TASK DESCRIPTION:
Decide whether each statement below agrees with the square-of-particles problem and its worked answer, giving yes or no and the deciding words of the text in quotation marks. 1. The problem gives each particle mass 'm' and the square side 'a'. 2. The formula for F is labeled as electrostatic force. 3. The answer begins by appealing to the Pythagorean theorem.

EXCERPT PROVIDED:
###

Question

Four particles each of mass 'm' are placed at the four vertices of a square of side 'a'. Find the net force on any one of the particle.

Answer 1

According to pythagors theorem

In $△ACD$

$(AC{)}^2=(AD{)}^2+(DC{)}^2$

$\Rightarrow (AC{)}^2=a^2+a^2$

$\Rightarrow Ac=a\sqrt{2}$

Now,

we know that

$F=\frac{G{m}_1{m}_2}{r^2}$ [gravitational force]

$\Rightarrow F_{AB}=\frac{Gm\times m}{a^2}=\frac{G{m}^2}{a^2}$

$F_{AD}=\frac{G{m}^2}{a^2}$

$F_{AC}=\frac{G{m}^2}{(AC{)}^2}=\frac{G{m}^2}{2a^2}$

$F_{net}=\sqrt{(F_{AB}^2+(F_{AD}^2\left)\right)}$

$=\sqrt{{\left(\frac{G{m}^2}{a^2}\right)}^2+{\left(\frac{G{m}^2}{a^2}\right)}^2}$

$\Rightarrow F_{net}=\sqrt{2}\frac{G{m}^2}{a^2}$

$\tan \theta =\frac{F_{AB}}{F_{AD}}$

$\Rightarrow \tan \theta =1$

$\Rightarrow \theta ={45}^o$

hence

$F_{net}$ and $F_{CD}$ is in same

direction.

$\Rightarrow$ Net force on particle $A=F_{net}+F_{CD}$

$\sqrt{2}\frac{G{m}^2}{a^2}+\frac{G{m}^2}{2a^2}$

$=\frac{G{m}^2}{a^2}[\sqrt{2}+\frac{1}{2}]$

$=\frac{G{m}^2}{2a^2}(\sqrt{2}+1)$

###

DATASET ROWS:
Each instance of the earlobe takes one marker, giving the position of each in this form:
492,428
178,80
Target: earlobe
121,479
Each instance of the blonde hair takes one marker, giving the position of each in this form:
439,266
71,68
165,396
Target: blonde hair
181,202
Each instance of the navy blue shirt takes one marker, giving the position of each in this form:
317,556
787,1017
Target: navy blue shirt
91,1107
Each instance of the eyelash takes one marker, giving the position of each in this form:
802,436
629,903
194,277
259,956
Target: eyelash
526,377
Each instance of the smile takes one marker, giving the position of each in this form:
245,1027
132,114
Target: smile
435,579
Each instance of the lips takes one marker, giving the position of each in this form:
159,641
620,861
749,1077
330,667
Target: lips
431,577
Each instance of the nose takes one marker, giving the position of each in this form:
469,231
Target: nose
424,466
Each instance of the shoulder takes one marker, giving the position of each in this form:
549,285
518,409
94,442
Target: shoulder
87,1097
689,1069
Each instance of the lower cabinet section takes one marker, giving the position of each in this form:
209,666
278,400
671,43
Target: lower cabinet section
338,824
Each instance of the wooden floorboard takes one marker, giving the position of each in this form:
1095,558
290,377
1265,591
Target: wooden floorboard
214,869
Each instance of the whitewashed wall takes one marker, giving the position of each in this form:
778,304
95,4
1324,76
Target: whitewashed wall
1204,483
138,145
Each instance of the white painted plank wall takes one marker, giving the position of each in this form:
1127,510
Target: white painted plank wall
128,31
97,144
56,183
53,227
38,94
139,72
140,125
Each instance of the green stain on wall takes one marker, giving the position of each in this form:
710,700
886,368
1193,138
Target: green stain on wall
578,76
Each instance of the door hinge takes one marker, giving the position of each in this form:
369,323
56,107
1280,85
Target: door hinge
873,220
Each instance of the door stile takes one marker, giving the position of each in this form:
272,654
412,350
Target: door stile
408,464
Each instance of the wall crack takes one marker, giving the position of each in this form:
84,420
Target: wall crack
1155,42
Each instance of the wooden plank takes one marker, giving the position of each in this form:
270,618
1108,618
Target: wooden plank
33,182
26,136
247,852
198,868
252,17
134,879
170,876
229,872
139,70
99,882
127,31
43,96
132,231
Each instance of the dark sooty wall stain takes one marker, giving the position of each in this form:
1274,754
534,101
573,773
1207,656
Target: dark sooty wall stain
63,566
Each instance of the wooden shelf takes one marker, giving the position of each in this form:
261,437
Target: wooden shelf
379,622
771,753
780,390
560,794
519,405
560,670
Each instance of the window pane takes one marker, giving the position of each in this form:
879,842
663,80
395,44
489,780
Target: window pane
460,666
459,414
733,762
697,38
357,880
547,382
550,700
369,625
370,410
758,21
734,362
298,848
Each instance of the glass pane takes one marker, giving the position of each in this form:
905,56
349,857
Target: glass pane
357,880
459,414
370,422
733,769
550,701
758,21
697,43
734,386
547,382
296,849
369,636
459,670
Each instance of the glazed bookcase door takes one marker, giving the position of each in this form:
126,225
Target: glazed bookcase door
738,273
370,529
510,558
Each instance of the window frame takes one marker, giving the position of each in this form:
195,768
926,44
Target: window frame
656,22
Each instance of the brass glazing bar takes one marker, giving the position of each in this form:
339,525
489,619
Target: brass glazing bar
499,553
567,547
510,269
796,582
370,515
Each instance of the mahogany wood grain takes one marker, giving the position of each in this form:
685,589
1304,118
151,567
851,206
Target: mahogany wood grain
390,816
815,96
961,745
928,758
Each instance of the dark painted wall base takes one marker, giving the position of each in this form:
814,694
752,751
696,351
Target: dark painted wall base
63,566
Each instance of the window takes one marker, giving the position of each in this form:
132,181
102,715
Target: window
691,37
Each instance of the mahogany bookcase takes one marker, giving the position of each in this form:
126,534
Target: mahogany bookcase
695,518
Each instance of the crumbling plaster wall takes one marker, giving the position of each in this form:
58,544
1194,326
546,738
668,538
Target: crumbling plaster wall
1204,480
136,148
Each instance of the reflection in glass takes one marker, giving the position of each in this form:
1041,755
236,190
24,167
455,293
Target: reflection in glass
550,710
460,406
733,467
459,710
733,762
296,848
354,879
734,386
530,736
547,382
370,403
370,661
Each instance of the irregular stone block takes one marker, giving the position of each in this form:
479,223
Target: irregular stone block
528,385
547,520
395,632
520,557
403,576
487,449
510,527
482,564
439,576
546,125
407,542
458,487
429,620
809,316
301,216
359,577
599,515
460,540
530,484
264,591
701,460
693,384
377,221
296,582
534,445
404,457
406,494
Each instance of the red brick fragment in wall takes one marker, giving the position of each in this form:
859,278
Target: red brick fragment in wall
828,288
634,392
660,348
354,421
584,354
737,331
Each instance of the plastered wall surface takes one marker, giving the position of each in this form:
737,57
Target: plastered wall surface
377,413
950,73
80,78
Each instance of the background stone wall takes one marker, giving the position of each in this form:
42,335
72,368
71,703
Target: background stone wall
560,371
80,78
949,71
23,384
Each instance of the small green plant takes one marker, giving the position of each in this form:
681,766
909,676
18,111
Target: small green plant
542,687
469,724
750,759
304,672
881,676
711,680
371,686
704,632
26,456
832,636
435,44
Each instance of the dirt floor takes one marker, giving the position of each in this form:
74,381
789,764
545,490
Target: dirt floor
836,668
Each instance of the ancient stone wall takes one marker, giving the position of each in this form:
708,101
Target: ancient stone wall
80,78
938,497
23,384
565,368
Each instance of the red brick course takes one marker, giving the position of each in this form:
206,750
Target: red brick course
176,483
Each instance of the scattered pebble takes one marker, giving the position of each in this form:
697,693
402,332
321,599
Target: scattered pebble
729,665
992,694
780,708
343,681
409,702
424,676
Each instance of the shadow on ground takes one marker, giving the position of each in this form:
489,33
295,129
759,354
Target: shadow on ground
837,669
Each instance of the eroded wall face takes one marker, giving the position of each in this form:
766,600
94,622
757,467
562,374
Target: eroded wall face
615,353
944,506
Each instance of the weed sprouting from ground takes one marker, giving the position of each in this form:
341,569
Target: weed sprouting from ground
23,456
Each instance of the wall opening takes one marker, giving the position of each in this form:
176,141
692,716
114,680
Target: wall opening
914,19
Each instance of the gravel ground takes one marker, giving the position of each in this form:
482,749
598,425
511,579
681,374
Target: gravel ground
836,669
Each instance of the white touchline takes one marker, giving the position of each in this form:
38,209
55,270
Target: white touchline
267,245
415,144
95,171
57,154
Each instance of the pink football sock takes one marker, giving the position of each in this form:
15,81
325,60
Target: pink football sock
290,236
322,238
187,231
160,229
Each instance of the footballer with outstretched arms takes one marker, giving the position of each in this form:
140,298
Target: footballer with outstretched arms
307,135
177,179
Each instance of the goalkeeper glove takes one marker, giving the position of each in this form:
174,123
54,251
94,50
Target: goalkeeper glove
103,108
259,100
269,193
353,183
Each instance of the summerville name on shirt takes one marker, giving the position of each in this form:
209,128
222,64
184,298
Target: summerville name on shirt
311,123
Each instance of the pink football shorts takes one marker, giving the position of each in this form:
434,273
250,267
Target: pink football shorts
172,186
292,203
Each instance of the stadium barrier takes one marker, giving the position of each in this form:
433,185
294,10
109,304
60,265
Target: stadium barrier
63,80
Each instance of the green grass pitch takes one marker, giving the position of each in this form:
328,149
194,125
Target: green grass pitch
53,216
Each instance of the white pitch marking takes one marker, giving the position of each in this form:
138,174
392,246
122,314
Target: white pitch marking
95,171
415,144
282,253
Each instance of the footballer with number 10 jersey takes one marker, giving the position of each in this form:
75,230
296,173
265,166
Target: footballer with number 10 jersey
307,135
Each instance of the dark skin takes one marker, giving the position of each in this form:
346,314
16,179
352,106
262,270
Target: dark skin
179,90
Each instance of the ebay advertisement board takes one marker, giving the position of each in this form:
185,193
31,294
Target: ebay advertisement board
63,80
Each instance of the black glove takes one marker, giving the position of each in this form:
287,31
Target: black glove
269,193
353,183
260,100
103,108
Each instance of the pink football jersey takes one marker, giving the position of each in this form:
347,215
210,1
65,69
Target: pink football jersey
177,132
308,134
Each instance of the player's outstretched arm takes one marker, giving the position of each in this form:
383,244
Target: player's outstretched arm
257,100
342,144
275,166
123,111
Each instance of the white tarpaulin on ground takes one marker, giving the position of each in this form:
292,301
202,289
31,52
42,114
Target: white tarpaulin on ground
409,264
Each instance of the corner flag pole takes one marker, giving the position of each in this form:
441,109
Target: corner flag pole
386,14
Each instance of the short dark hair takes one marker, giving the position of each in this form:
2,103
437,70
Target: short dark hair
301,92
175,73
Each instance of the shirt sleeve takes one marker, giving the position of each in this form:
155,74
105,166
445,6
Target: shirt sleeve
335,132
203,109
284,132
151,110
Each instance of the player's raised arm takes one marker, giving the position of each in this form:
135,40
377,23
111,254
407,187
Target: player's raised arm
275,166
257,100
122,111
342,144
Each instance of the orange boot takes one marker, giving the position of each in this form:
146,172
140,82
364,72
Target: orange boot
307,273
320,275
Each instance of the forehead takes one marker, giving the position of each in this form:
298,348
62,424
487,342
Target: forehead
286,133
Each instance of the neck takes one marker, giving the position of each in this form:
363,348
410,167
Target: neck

###

FULL ANSWER:
1. Yes: "Four particles each of mass 'm' are placed at the four vertices of a square of side 'a'."
2. No: "[gravitational force]"
3. Yes: "According to pythagors theorem"